- **GOALS**:
1. Summarize the testing software terms in two sentences.
2. Translate this sentence from the testing software terms into Spanish: "Rhodium Systems will retain all ownership and intellectual property rights related to ResorsIT software, the Testing Software, and any Feedback related thereto."
3. Write the next part of the testing software terms, starting after their last sentence.

- **DOCUMENT EXCERPT**:
☆ ☆ ☆
2.5. The Testing Period shall commence upon the Effective Date and will automatically expire upon Rhodium Systems providing the applicable Testing Software as Generally Available Software. If Rhodium Systems transitions Testing Software to Generally Available Software, Customer’s continued use will be subject to applicable fees and commercial terms and further governed by the Rhodium Systems Subscription Agreement available at Subscription Agreement, or such other separate written agreement between the parties governing use of ResorsIT software, inclusive of Generally Available Software.

2.6. Rhodium Systems will retain all ownership and intellectual property rights related to ResorsIT software, the Testing Software, and any Feedback related thereto. Customer may provide input to be processed by the Testing Sofware (“Input”), and receive output generated and returned by the Testing Sofware based on the Input (“Output”). To the extent permitted by applicable law, both Input and Output shall constitute Customer Content as that term is defined in the subscription agreement.
☆ ☆ ☆
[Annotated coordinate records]
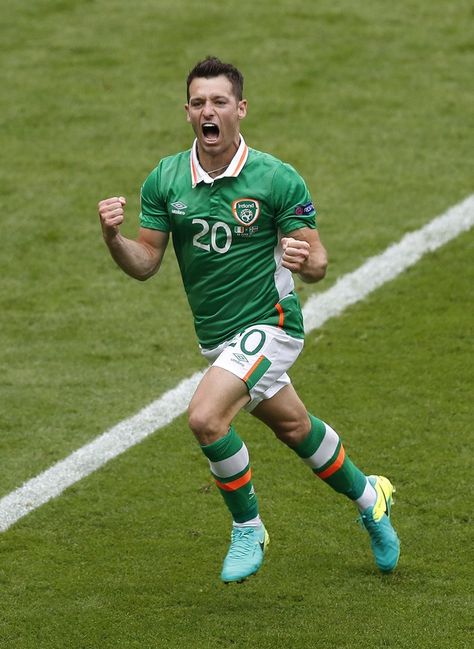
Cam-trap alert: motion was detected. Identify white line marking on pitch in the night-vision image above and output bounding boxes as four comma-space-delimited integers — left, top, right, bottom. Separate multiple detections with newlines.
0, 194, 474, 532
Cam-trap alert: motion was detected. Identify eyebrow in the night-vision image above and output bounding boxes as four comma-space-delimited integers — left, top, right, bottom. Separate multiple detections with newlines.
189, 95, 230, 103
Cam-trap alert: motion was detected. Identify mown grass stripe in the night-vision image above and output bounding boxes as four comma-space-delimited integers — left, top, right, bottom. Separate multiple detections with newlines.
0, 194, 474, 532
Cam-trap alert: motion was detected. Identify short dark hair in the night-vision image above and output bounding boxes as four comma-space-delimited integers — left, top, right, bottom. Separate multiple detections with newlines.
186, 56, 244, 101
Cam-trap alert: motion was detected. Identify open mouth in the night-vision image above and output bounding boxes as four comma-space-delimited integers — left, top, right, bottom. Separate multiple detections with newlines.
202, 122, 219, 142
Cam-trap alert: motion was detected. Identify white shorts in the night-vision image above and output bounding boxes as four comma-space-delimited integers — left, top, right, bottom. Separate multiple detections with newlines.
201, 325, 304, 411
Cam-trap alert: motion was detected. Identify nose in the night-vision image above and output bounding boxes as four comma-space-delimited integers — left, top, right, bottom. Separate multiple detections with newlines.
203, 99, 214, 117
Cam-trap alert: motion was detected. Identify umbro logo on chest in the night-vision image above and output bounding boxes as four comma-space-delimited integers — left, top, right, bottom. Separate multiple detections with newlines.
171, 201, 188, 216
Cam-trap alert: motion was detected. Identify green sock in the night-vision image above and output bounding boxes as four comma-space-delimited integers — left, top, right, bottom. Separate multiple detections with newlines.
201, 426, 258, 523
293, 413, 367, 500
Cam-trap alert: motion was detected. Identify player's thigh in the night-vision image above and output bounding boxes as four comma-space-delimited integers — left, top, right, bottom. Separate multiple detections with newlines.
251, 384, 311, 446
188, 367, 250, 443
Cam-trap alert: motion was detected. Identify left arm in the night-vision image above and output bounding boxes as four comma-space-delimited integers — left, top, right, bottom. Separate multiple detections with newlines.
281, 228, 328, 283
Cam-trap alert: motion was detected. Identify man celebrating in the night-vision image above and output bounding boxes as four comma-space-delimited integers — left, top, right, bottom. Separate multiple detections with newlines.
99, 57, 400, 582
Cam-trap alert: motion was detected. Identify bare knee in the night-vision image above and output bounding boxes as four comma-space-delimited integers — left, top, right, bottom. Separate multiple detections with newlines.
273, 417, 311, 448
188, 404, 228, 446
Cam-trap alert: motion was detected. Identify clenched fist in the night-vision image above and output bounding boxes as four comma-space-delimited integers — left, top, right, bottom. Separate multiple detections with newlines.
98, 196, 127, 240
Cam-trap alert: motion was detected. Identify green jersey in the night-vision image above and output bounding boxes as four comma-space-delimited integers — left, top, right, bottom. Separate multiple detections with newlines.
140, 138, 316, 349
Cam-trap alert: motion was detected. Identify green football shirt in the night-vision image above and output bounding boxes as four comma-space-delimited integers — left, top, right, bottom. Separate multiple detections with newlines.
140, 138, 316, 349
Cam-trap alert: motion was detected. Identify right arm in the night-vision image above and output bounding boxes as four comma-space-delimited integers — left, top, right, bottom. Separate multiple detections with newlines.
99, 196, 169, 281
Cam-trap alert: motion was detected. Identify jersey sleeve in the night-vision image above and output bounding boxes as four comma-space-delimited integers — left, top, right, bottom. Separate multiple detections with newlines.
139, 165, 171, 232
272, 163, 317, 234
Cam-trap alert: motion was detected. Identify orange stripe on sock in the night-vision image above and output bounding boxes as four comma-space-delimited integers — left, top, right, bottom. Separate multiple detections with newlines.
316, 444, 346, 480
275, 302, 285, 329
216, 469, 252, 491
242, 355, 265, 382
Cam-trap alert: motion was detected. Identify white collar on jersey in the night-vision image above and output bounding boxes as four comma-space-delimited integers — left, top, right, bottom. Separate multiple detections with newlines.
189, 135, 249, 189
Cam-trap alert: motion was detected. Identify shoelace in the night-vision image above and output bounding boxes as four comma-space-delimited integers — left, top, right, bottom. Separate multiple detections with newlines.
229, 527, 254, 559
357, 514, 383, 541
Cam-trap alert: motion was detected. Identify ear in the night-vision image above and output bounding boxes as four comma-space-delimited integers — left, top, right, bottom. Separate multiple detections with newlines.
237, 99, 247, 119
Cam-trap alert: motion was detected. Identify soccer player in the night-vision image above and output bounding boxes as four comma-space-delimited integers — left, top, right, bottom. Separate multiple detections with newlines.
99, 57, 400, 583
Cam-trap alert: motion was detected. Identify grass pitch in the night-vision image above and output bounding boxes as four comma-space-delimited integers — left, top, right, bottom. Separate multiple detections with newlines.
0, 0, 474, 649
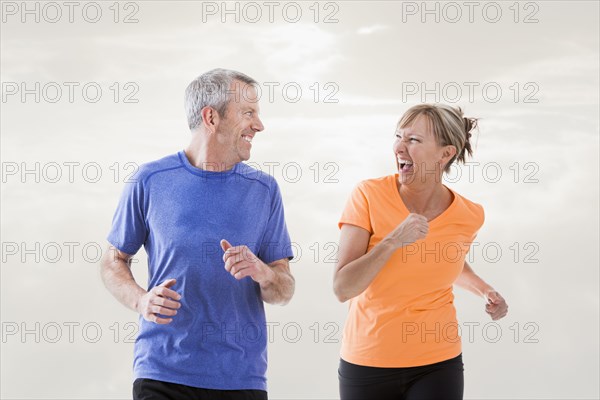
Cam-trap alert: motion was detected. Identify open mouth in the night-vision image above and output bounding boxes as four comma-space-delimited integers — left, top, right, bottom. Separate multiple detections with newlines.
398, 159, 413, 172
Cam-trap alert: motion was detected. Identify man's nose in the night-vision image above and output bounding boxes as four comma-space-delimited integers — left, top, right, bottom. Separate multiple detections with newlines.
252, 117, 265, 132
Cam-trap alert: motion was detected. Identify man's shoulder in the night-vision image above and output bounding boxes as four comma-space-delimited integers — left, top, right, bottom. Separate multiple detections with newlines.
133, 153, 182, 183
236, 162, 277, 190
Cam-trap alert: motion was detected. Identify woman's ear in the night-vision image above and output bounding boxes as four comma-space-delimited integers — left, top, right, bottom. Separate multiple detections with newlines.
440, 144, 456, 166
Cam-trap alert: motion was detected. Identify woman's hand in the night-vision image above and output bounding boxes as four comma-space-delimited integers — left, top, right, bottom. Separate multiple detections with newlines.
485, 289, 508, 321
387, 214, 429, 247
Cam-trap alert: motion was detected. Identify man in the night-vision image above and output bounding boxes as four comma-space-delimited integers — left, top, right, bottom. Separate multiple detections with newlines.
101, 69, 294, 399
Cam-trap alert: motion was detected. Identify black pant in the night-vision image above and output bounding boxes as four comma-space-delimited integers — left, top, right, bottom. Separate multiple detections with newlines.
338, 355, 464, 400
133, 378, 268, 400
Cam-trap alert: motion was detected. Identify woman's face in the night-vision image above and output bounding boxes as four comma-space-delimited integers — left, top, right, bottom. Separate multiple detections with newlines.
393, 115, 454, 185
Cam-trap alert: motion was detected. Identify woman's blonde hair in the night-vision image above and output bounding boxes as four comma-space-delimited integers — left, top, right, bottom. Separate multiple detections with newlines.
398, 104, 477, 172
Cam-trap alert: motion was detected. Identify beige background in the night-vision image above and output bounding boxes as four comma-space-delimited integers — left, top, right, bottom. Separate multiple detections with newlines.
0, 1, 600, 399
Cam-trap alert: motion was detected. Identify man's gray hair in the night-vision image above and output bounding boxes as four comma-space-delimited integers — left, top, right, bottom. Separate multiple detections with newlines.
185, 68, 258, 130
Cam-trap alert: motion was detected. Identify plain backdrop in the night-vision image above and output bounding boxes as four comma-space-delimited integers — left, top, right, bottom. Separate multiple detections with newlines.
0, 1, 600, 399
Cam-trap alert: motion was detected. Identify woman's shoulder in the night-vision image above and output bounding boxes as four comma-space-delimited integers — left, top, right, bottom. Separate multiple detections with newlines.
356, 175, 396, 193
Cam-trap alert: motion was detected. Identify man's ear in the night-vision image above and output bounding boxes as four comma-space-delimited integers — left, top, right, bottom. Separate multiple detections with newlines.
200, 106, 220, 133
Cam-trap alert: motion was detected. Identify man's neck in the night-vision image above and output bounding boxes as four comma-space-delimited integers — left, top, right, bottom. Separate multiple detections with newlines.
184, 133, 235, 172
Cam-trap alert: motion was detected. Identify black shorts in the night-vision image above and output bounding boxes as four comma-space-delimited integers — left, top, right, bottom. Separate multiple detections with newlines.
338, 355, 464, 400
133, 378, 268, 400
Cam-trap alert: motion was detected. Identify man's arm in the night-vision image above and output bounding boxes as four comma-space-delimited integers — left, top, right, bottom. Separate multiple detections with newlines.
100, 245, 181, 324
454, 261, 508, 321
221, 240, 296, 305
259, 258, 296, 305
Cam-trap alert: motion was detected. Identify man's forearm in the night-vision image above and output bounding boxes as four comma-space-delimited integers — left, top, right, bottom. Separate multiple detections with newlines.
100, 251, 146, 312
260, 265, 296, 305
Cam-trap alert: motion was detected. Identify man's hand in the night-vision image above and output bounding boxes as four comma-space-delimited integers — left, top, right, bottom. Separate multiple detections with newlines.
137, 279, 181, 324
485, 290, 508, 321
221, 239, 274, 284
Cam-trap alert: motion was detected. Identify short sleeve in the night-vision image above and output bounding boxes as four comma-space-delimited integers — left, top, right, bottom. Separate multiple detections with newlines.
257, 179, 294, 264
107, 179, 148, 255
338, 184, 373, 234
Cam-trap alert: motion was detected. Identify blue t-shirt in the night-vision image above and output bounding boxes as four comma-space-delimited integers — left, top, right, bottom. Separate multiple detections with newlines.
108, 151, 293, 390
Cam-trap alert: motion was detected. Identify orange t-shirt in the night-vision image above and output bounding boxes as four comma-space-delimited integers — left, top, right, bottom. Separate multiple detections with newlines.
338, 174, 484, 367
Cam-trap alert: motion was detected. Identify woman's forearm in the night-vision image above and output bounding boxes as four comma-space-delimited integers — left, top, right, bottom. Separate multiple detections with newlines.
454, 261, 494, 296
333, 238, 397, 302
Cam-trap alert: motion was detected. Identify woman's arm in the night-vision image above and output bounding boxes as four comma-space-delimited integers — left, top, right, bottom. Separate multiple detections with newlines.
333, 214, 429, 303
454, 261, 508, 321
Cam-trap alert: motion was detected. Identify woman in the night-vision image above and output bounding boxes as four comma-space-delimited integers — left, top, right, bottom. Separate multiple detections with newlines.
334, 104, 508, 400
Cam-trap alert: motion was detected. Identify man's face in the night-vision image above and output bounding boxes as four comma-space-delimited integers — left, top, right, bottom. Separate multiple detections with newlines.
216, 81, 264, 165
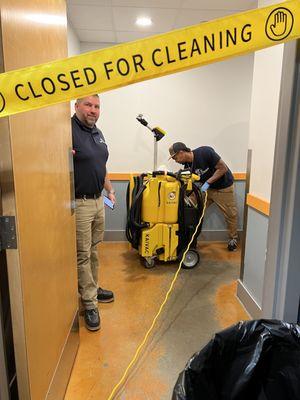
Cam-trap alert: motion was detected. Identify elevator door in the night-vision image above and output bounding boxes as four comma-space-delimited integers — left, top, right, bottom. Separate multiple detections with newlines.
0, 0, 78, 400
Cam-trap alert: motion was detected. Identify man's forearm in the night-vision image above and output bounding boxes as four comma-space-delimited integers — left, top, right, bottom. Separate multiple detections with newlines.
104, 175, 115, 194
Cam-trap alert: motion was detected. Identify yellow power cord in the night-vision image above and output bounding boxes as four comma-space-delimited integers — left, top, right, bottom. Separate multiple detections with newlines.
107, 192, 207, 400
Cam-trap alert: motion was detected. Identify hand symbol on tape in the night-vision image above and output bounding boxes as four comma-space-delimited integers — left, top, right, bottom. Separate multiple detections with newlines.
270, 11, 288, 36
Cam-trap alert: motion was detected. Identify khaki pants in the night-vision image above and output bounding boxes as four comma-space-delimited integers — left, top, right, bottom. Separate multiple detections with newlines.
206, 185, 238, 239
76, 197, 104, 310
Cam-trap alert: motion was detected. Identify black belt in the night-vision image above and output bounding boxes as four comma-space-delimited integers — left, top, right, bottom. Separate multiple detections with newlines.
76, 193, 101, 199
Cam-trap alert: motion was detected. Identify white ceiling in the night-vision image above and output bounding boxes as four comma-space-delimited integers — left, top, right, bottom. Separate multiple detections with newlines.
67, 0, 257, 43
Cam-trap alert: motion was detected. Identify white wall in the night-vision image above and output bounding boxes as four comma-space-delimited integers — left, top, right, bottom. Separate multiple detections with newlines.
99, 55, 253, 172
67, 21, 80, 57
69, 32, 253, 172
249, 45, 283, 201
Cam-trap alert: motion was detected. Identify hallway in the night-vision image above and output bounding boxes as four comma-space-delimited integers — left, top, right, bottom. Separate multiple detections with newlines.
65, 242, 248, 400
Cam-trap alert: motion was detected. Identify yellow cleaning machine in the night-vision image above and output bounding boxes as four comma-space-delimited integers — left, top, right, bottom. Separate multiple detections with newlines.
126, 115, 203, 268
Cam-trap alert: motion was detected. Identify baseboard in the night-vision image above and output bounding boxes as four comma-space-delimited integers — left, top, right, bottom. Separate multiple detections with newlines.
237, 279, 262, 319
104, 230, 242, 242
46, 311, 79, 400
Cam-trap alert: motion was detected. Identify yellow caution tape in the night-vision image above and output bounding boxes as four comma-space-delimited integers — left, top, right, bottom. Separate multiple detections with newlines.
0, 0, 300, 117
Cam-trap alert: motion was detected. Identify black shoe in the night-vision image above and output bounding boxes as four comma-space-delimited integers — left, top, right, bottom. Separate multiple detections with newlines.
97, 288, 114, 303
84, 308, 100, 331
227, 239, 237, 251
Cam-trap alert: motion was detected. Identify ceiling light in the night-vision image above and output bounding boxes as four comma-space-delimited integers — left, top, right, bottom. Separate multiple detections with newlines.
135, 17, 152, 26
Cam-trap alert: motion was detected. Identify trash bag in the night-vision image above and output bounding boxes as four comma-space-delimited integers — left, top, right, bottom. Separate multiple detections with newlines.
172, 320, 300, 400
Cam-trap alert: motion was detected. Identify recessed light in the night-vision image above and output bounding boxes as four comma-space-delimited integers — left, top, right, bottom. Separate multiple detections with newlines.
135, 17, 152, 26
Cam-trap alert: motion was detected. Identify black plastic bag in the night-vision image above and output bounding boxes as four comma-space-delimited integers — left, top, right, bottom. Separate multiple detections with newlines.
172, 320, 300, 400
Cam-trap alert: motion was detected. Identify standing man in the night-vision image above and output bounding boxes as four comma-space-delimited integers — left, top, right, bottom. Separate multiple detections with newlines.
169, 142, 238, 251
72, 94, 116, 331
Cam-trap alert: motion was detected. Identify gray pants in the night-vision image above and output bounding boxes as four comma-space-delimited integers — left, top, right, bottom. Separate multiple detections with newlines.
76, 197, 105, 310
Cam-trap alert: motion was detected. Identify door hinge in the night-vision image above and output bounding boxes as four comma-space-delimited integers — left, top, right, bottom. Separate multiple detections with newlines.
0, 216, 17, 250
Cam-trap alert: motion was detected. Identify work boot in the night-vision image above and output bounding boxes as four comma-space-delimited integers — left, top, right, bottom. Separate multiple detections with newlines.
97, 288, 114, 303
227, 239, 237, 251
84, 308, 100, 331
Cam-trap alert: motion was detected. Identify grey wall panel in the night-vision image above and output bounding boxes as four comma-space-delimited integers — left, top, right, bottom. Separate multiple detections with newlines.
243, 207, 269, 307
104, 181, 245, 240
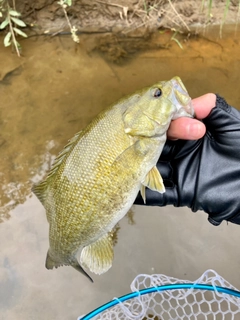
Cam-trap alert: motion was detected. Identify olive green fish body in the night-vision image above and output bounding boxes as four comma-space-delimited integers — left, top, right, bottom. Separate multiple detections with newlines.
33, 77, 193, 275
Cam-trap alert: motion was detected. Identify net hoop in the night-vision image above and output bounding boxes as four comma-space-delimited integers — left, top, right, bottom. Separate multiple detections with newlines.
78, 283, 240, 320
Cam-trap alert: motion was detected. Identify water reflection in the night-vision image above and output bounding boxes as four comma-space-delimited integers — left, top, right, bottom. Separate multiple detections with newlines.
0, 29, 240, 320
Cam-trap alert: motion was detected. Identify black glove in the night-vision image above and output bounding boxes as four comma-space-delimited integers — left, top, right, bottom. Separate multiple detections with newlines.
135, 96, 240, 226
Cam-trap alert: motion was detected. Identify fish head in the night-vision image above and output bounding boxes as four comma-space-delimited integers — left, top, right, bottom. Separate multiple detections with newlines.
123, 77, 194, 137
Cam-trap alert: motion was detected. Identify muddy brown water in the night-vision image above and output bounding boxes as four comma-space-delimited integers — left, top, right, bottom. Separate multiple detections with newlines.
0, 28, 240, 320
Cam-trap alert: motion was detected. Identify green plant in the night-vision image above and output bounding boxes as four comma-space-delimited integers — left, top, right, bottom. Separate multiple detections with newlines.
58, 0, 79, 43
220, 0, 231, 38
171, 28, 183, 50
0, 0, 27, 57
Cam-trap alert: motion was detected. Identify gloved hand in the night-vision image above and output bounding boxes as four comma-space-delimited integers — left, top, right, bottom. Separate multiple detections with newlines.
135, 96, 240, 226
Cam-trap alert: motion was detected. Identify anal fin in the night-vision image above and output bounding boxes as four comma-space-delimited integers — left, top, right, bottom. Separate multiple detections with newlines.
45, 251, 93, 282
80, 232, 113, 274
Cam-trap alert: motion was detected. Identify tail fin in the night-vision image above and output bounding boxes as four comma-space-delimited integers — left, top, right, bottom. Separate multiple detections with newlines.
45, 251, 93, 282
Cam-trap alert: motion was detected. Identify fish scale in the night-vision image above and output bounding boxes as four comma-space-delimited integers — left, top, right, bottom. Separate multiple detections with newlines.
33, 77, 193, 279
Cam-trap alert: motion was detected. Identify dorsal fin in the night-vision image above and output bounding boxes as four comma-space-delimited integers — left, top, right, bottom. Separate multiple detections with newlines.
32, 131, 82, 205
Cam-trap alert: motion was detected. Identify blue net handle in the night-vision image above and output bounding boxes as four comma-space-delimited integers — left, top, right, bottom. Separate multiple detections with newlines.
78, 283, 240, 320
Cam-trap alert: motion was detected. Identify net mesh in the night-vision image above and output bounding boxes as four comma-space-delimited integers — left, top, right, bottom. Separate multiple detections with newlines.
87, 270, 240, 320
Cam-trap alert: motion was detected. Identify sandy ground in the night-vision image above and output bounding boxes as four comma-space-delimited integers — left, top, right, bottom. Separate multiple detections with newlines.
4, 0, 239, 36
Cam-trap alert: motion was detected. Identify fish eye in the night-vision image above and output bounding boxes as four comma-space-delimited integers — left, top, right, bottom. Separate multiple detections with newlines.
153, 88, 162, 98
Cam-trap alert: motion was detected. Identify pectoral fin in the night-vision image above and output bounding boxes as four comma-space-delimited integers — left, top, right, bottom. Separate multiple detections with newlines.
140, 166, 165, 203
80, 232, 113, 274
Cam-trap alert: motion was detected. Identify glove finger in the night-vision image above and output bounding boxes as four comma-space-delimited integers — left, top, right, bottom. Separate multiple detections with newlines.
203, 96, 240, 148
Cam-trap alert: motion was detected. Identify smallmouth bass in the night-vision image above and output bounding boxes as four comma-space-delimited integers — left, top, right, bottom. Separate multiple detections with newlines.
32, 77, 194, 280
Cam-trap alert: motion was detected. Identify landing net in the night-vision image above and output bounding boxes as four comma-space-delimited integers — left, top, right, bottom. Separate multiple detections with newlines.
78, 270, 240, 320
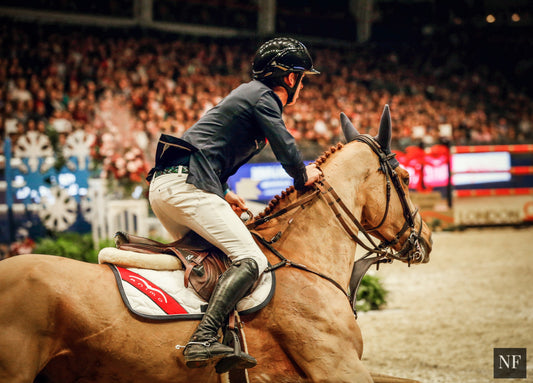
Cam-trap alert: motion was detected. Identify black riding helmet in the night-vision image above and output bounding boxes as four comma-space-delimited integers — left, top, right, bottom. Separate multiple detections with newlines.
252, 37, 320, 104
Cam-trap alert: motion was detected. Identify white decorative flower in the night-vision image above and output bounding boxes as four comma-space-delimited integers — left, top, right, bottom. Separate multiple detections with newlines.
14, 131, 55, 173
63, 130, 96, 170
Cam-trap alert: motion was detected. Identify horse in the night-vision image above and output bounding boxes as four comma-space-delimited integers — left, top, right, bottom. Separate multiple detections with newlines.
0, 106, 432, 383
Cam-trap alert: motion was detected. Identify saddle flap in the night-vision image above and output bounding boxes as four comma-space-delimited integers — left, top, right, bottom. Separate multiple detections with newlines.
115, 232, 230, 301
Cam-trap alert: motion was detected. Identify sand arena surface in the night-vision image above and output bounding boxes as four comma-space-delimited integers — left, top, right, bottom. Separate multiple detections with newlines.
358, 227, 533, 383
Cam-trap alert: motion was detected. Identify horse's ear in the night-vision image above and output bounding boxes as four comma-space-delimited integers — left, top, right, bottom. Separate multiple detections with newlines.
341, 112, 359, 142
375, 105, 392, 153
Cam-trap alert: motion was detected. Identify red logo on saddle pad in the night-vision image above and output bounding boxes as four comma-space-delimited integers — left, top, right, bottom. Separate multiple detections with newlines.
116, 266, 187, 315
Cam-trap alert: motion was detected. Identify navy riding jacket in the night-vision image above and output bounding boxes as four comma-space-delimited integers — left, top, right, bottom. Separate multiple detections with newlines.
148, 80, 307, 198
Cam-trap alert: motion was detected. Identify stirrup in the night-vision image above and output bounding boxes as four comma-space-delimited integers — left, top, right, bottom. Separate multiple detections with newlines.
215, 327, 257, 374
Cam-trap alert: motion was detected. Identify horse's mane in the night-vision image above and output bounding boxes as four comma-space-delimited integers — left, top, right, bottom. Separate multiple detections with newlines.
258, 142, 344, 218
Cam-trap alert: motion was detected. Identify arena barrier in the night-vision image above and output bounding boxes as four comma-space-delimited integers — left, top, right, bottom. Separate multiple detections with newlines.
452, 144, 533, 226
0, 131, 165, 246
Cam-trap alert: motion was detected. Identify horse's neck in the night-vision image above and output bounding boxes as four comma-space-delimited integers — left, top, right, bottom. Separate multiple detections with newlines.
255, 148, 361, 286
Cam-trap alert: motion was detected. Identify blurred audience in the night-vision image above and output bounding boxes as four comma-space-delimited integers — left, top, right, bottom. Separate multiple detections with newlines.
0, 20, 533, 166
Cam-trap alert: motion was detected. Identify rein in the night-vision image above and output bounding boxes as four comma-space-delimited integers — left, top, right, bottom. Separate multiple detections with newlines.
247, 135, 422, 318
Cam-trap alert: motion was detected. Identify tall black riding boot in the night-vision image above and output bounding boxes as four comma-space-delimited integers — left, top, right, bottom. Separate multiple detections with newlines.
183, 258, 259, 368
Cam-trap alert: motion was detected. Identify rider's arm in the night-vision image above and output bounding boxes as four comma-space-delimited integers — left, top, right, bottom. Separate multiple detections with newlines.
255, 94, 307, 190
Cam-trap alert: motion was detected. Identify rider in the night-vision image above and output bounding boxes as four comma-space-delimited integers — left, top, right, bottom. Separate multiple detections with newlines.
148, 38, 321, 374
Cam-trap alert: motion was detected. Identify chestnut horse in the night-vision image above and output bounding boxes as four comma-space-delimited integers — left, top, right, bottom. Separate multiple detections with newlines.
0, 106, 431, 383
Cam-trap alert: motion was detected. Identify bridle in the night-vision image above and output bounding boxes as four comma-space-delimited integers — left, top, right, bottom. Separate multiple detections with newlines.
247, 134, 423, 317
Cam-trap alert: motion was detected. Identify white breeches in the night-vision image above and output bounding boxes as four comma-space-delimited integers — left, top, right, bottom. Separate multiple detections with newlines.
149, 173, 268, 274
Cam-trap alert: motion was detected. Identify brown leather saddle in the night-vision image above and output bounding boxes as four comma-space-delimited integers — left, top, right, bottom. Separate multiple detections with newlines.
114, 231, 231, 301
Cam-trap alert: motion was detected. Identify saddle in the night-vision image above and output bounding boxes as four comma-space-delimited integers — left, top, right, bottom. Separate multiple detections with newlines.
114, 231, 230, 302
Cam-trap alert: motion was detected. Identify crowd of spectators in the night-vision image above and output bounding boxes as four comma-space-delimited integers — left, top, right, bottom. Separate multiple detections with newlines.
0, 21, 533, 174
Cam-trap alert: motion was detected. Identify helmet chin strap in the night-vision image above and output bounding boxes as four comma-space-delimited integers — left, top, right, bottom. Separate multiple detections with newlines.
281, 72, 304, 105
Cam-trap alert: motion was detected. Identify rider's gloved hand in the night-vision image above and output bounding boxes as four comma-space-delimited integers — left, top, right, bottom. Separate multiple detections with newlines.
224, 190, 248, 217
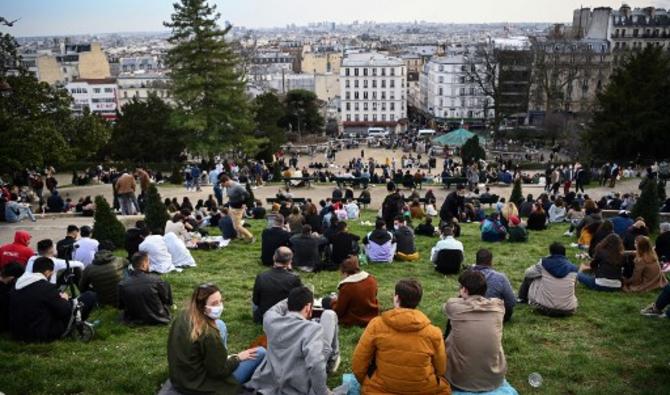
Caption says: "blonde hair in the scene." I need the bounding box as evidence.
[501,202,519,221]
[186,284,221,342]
☆ ☆ ☆
- **RESPONSES BY TASK**:
1. The Testing Period begins on the Effective Date and ends automatically once Rhodium Systems provides the Testing Software as Generally Available Software, after which Customer's continued use is subject to applicable fees and commercial terms and to the Rhodium Systems Subscription Agreement or another written agreement between the parties. Rhodium Systems keeps all ownership and intellectual property rights in ResorsIT software, the Testing Software and related Feedback, while Input and Output count as Customer Content to the extent applicable law permits.

2. Rhodium Systems conservará toda la titularidad y todos los derechos de propiedad intelectual relacionados con el software ResorsIT, el Software de Prueba y cualquier Comentario relacionado con ellos.

3.
3. FEEDBACK

As part of Customer’s use, testing, and evaluation of the applicable Testing Software, Customer will provide suggestions, ideas, enhancement requests, or other recommendations (“Feedback”) regarding its use of the Testing Software and hereby irrevocably assigns all rights in such Feedback to Rhodium Systems. The parties will mutually agree (email sufficient) on an appropriate cadence, process, and method of exchanging Feedback during the Testing Period. Rhodium Systems may use any Feedback without restriction and without obligation to Customer.

4. NO WARRANTIES

CUSTOMER EXPRESSLY ACKNOWLEDGES AND AGREES THAT THE APPLICABLE TESTING SOFTWARE LICENSED HEREUNDER IS STILL IN THE TESTING PHASE, MAY CONTAIN DEFECTS AND IS PROVIDED ON AN “AS IS” AND “AS AVAILABLE” BASIS. THE PRIMARY PURPOSE OF THIS AGREEMENT IS TO OBTAIN FEEDBACK ON PERFORMANCE AND THE IDENTIFICATION OF ANY DEFECTS OF THE TESTING SOFTWARE. CUSTOMER MUST SAFEGUARD IMPORTANT DATA, USE CAUTION AND NOT RELY IN ANY WAY ON THE CORRECT FUNCTIONING AND PERFORMANCE OF THE TESTING SOFTWARE. RHODIUM SYSTEMS AND ITS LICENSORS DISCLAIM ALL WARRANTIES, EXPRESS OR IMPLIED, INCLUDING, WITHOUT LIMITATION, ALL IMPLIED WARRANTIES OF MERCHANTABILITY, FITNESS FOR A PARTICULAR PURPOSE, TITLE, AND NON-INFRINGEMENT. NO INFORMATION OR ADVICE, WHETHER ORAL OR WRITTEN, PROVIDED BY RHODIUM SYSTEMS DURING THE TESTING PERIOD SHALL CREATE ANY WARRANTY NOT EXPRESSLY MADE HEREIN.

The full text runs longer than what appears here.